→ **Task directions**
Lay out every line of the data below as a numbered list, leaving out blank lines and the pictures.

→ **Material provided**

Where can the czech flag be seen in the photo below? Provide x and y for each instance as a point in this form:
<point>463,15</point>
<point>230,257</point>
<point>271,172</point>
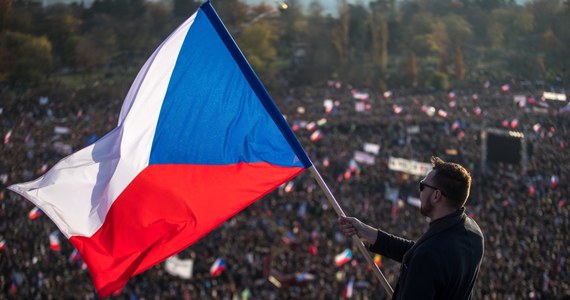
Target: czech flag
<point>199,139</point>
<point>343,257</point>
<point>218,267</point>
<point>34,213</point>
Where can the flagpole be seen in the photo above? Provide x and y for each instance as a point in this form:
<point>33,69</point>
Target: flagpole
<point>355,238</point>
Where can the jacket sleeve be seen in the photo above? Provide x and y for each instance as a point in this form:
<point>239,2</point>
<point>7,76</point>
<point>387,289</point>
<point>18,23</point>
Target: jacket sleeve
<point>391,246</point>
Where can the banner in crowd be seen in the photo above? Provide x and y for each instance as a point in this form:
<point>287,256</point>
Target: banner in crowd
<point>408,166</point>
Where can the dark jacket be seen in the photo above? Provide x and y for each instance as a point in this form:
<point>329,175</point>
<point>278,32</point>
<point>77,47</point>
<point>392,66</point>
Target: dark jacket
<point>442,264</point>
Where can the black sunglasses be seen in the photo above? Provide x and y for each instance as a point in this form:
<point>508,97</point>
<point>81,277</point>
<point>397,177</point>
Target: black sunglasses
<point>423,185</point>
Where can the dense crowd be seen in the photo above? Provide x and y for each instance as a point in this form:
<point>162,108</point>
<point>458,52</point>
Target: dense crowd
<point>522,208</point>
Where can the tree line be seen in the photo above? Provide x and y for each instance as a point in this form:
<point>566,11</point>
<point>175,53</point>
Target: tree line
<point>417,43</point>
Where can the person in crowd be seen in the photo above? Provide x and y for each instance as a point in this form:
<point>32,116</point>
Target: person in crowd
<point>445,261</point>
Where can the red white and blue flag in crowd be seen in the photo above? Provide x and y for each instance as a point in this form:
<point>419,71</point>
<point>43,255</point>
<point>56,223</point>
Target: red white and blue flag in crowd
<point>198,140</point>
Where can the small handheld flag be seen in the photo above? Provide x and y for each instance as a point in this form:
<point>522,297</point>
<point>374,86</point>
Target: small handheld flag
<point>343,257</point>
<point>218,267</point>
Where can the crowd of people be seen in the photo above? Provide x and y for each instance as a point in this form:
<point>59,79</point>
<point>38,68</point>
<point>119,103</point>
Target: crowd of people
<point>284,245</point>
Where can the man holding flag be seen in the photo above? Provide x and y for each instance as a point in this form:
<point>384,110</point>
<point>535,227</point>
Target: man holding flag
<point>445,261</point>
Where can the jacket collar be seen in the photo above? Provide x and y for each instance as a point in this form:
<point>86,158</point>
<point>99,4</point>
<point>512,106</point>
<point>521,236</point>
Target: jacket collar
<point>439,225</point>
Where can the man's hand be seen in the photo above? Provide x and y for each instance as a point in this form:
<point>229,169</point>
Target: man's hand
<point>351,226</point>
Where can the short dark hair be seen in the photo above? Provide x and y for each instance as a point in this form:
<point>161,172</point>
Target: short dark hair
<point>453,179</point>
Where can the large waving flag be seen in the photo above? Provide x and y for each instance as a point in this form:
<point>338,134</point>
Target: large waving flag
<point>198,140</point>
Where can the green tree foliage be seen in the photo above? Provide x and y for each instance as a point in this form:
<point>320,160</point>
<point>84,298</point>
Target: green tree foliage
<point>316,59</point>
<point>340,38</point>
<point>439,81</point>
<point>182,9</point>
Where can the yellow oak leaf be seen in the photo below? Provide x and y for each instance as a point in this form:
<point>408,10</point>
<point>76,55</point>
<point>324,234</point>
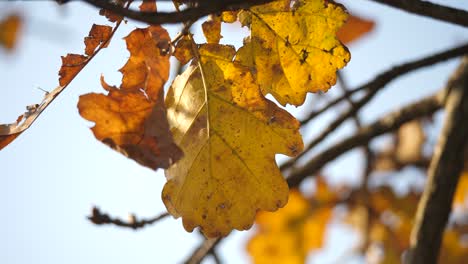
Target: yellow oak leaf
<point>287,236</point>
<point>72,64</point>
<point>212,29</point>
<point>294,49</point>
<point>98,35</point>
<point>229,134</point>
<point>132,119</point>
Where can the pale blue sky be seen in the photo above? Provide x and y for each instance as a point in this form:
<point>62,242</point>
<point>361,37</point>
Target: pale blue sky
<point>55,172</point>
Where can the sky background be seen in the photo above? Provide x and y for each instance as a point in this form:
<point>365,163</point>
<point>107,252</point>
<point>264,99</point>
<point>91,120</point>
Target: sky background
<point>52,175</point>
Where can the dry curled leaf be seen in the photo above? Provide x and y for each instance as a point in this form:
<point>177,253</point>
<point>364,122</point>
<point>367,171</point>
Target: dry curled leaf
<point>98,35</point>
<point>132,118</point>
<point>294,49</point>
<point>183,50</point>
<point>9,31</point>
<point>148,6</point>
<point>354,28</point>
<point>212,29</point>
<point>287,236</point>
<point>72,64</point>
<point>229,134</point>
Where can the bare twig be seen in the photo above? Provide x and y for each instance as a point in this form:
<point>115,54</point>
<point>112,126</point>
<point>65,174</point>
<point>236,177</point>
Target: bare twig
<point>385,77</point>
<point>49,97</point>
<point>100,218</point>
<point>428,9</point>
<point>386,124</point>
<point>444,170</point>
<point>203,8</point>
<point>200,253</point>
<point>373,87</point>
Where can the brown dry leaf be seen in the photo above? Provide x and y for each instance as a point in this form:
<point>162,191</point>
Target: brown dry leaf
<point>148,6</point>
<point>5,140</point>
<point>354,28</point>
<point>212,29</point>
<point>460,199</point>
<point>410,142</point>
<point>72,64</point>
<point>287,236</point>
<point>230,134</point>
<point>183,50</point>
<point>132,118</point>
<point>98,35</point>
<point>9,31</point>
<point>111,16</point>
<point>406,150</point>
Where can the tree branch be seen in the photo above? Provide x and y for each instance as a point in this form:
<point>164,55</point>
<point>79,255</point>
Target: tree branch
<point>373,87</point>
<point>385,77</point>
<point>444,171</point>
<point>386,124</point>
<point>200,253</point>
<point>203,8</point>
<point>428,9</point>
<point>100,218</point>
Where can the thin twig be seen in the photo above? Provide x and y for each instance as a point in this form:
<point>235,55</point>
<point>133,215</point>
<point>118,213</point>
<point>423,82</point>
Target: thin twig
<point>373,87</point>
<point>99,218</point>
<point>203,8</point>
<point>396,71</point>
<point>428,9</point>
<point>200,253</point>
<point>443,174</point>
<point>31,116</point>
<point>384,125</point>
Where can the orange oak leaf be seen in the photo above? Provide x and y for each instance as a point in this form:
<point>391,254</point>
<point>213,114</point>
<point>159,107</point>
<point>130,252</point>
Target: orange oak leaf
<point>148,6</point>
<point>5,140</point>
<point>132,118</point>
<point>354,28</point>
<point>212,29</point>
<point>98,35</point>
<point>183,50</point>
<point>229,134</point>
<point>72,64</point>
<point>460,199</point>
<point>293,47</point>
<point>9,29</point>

→ **Solved problem**
1. Where can the czech flag be seen in the photo below? Provide x and y for each instance as a point in this form:
2. <point>463,15</point>
3. <point>230,257</point>
4. <point>271,172</point>
5. Target: czech flag
6. <point>199,139</point>
7. <point>343,257</point>
8. <point>218,267</point>
9. <point>34,213</point>
10. Where can the flagpole be seen in the photo above? Provide x and y for each instance as a point in this form:
11. <point>33,69</point>
12. Target: flagpole
13. <point>355,238</point>
14. Where can the jacket sleeve be seen in the photo above? Provide x and y for each instance as a point in this form:
15. <point>239,2</point>
16. <point>7,76</point>
17. <point>387,289</point>
18. <point>18,23</point>
19. Target: jacket sleeve
20. <point>391,246</point>
21. Where can the banner in crowd be seen in the photo above? Provide x and y for each instance as a point in this form:
22. <point>287,256</point>
23. Target: banner in crowd
24. <point>408,166</point>
25. Where can the dark jacket be seen in the photo above? Provide x and y for each instance as a point in this form:
26. <point>329,175</point>
27. <point>278,32</point>
28. <point>77,47</point>
29. <point>392,66</point>
30. Target: dark jacket
31. <point>442,264</point>
32. Where can the black sunglasses be seen in the photo above? Provide x and y for each instance as a point in this form:
33. <point>508,97</point>
34. <point>81,277</point>
35. <point>397,177</point>
36. Target: black sunglasses
37. <point>423,185</point>
38. Where can the dense crowd be seen in the photo above? Provide x and y for each instance as a point in this form:
39. <point>162,108</point>
40. <point>458,52</point>
41. Target: dense crowd
42. <point>522,208</point>
43. Where can the tree line be seen in the photo above? Provide x and y for each instance as a point in this form:
44. <point>566,11</point>
45. <point>175,53</point>
46. Target: tree line
47. <point>417,43</point>
48. Where can the person in crowd be seen in the photo above? Provide x and y for each instance as a point in this form:
49. <point>32,116</point>
50. Target: person in crowd
51. <point>445,261</point>
52. Where can the red white and blue flag in crowd be seen in the photo above? Provide x and y for each instance as a point in this form:
53. <point>419,71</point>
54. <point>43,255</point>
55. <point>56,223</point>
56. Target: red white and blue flag in crowd
57. <point>198,140</point>
58. Where can the small handheld flag be seen in the photo above? Provide x and y for each instance as a point in this form:
59. <point>522,297</point>
60. <point>374,86</point>
61. Target: small handheld flag
62. <point>343,257</point>
63. <point>218,267</point>
64. Where can the crowd of people be seen in the photo above? Provide x and y for each instance as a point in this form:
65. <point>59,79</point>
66. <point>38,68</point>
67. <point>119,103</point>
68. Target: crowd of people
69. <point>284,245</point>
70. Where can the man holding flag be seen in the photo above? Provide x and y for each instance as a point in this form:
71. <point>384,110</point>
72. <point>535,227</point>
73. Target: man holding flag
74. <point>445,261</point>
75. Where can the jacket collar be seen in the photo above? Provide x and y for each instance as a point in this form:
76. <point>86,158</point>
77. <point>99,4</point>
78. <point>512,106</point>
79. <point>521,236</point>
80. Target: jacket collar
81. <point>439,225</point>
82. Where can the man's hand be seen in the photo above? Provide x and y for each instance as a point in this form:
83. <point>229,169</point>
84. Target: man's hand
85. <point>351,226</point>
86. Where can the short dark hair be seen in the photo above? Provide x and y for each instance as a point in this form:
87. <point>161,172</point>
88. Target: short dark hair
89. <point>453,179</point>
90. Where can the large waving flag be seen in the photo above? Provide x and y for each instance as a point in this form:
91. <point>338,134</point>
92. Target: large waving flag
93. <point>198,140</point>
94. Where can the green tree foliage be seen in the photo above? Provide x and y for each instance as a point in this form:
95. <point>320,160</point>
96. <point>84,298</point>
97. Target: green tree foliage
98. <point>316,59</point>
99. <point>340,38</point>
100. <point>439,81</point>
101. <point>182,9</point>
102. Where can the yellow oak leaf be seen in the photo below? Provide x and y for each instance as a point in this form:
103. <point>408,10</point>
104. <point>76,55</point>
105. <point>324,234</point>
106. Target: yellow oak leaf
107. <point>287,236</point>
108. <point>72,64</point>
109. <point>212,29</point>
110. <point>294,49</point>
111. <point>98,35</point>
112. <point>229,134</point>
113. <point>132,119</point>
114. Where can the pale blue sky be seen in the photo above? Provide x and y for each instance as a point in this form:
115. <point>62,242</point>
116. <point>361,37</point>
117. Target: pale blue sky
118. <point>55,172</point>
119. Where can the sky background be seen in the photo above? Provide x and y for each instance as a point in this form:
120. <point>365,163</point>
121. <point>107,252</point>
122. <point>264,99</point>
123. <point>91,120</point>
124. Target: sky background
125. <point>52,175</point>
126. Where can the dry curled leaf be seen in the photo above? Provide x and y for each instance as a point in this form:
127. <point>177,253</point>
128. <point>364,122</point>
129. <point>367,171</point>
130. Target: dry curled leaf
131. <point>98,35</point>
132. <point>132,118</point>
133. <point>294,49</point>
134. <point>183,50</point>
135. <point>9,31</point>
136. <point>148,6</point>
137. <point>354,28</point>
138. <point>212,29</point>
139. <point>287,236</point>
140. <point>72,64</point>
141. <point>229,134</point>
142. Where can the bare twig be seen in the photo above? Provide x and y for each instance as a point in this form:
143. <point>115,54</point>
144. <point>112,126</point>
145. <point>65,174</point>
146. <point>236,177</point>
147. Target: bare twig
148. <point>385,77</point>
149. <point>49,97</point>
150. <point>100,218</point>
151. <point>428,9</point>
152. <point>386,124</point>
153. <point>444,170</point>
154. <point>203,8</point>
155. <point>200,253</point>
156. <point>373,87</point>
157. Where can the brown dry leaf be seen in the photo above? Provide x and y for each instance as a point in this form:
158. <point>162,191</point>
159. Target: brown dry leaf
160. <point>148,6</point>
161. <point>5,140</point>
162. <point>354,28</point>
163. <point>212,29</point>
164. <point>460,199</point>
165. <point>410,142</point>
166. <point>72,64</point>
167. <point>287,236</point>
168. <point>230,134</point>
169. <point>183,50</point>
170. <point>132,118</point>
171. <point>98,35</point>
172. <point>9,31</point>
173. <point>111,16</point>
174. <point>406,150</point>
175. Where can the tree branch be seen in the photo above? Provide x and y for each instance as a point in this form:
176. <point>164,55</point>
177. <point>79,255</point>
178. Target: tree branch
179. <point>373,87</point>
180. <point>385,77</point>
181. <point>444,171</point>
182. <point>386,124</point>
183. <point>200,253</point>
184. <point>203,8</point>
185. <point>428,9</point>
186. <point>100,218</point>
187. Where can the thin twig be seen in the photo above? Provide x and y for each instance as a point in this form:
188. <point>235,55</point>
189. <point>133,215</point>
190. <point>118,213</point>
191. <point>423,82</point>
192. Target: thin twig
193. <point>373,87</point>
194. <point>99,218</point>
195. <point>203,8</point>
196. <point>396,71</point>
197. <point>428,9</point>
198. <point>200,253</point>
199. <point>443,174</point>
200. <point>31,116</point>
201. <point>384,125</point>
202. Where can the orange oak leaf be seen in the photo above? Provide x and y for each instance as a point in this form:
203. <point>391,254</point>
204. <point>213,114</point>
205. <point>159,107</point>
206. <point>130,252</point>
207. Target: orange oak leaf
208. <point>148,6</point>
209. <point>5,140</point>
210. <point>132,118</point>
211. <point>354,28</point>
212. <point>212,29</point>
213. <point>98,35</point>
214. <point>183,50</point>
215. <point>229,134</point>
216. <point>72,64</point>
217. <point>460,199</point>
218. <point>293,47</point>
219. <point>9,29</point>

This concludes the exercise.